● **Problems to solve**
1. According to the article on Surdyk's Sunday liquor sales, for how long did Jim Surdyk lose his liquor license?
2. Reproduce the stretch of the Surdyk article from "Surdyk’s early returns" through "ban takes effect.".

● **Given text**
==================================================
Surdyk’s Sunday Liquor Bonanza, and the Modernization of Risk Assessment


Jim Surdyk opened his liquor store on a Sunday!” screamed the Internet all day Sunday and Monday. “What was he thinking! Did you see the fine? He lost his liquor license for 30 days in July! Do you think it was worth it?”

Of course it was worth it. Why is this even a debate?

I can’t speak for Jim Surdyk, but I do know the first sentence I read in the MPR article contained “longtime liquor store owner.” I also know that you don’t get to be a longtime anything owner in this day and age unless you’re thinking a few steps ahead. Let me tell you why it was worth it, and why we might see something like this again before long.

Surdyk’s early returns are off the charts, for one, ostensibly in one highly-sought American currency (cash) and most definitely in the other (attention). I heard stories about that line wrapping all the way around the inside of the store, and we’ll be talking about this for quite some time. It’ll come back up in June, and it’ll come back up in July. In the meantime, customers who found this move admirable might keep going back until the ban takes effect.
==================================================
● **Raw data**
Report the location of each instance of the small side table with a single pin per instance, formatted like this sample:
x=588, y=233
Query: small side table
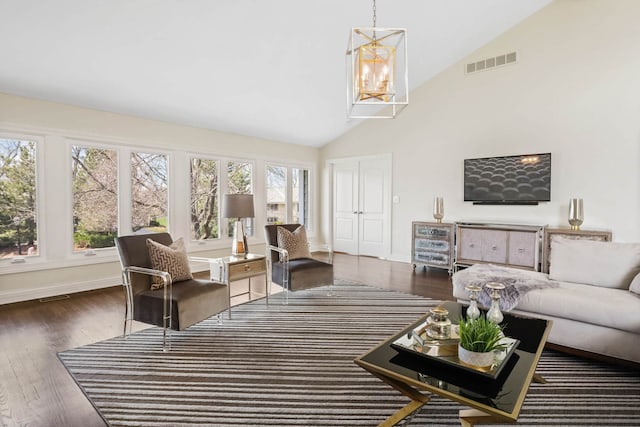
==================================================
● **Final results**
1. He lost it for 30 days in July.

2.
Surdyk’s early returns are off the charts, for one, ostensibly in one highly-sought American currency (cash) and most definitely in the other (attention). I heard stories about that line wrapping all the way around the inside of the store, and we’ll be talking about this for quite some time. It’ll come back up in June, and it’ll come back up in July. In the meantime, customers who found this move admirable might keep going back until the ban takes effect.